**WHAT YOU NEED TO DO:** Make an exact copy of every entry.

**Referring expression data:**
● ● ● ● ●

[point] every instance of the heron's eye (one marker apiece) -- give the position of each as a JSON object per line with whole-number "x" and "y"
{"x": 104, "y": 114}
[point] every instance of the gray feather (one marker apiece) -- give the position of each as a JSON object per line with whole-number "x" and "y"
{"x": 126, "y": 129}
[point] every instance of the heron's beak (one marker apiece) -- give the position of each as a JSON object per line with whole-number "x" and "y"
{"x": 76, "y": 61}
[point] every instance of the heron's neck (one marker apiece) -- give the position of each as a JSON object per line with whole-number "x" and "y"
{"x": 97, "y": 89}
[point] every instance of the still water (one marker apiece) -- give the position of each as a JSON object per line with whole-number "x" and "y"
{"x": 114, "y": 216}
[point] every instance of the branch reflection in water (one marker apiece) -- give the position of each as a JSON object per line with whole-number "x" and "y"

● ● ● ● ●

**WORKED SOLUTION:**
[point] every instance of the heron's eye (one marker apiece) -- give the position of each as a JSON object per line with whole-number "x" and "y"
{"x": 104, "y": 114}
[point] every instance of the gray feather (one marker apiece) -- give the position of each as a JSON object per line with whole-number "x" and "y"
{"x": 126, "y": 129}
[point] every instance of the heron's beak (one marker apiece) -- give the position of each as a JSON object per line with whole-number "x" and "y"
{"x": 76, "y": 61}
[point] every instance of the heron's neck (one marker apiece) -- give the position of each as a JSON object per line with whole-number "x" and "y"
{"x": 97, "y": 89}
[point] every instance of the still water (one marker apiece) -- give the position of each as a JSON object per line with whole-number "x" and "y"
{"x": 114, "y": 216}
[point] every instance of the branch reflection in water (one marker apiece) -- give the position of each as a JSON object per line with whole-number "x" and "y"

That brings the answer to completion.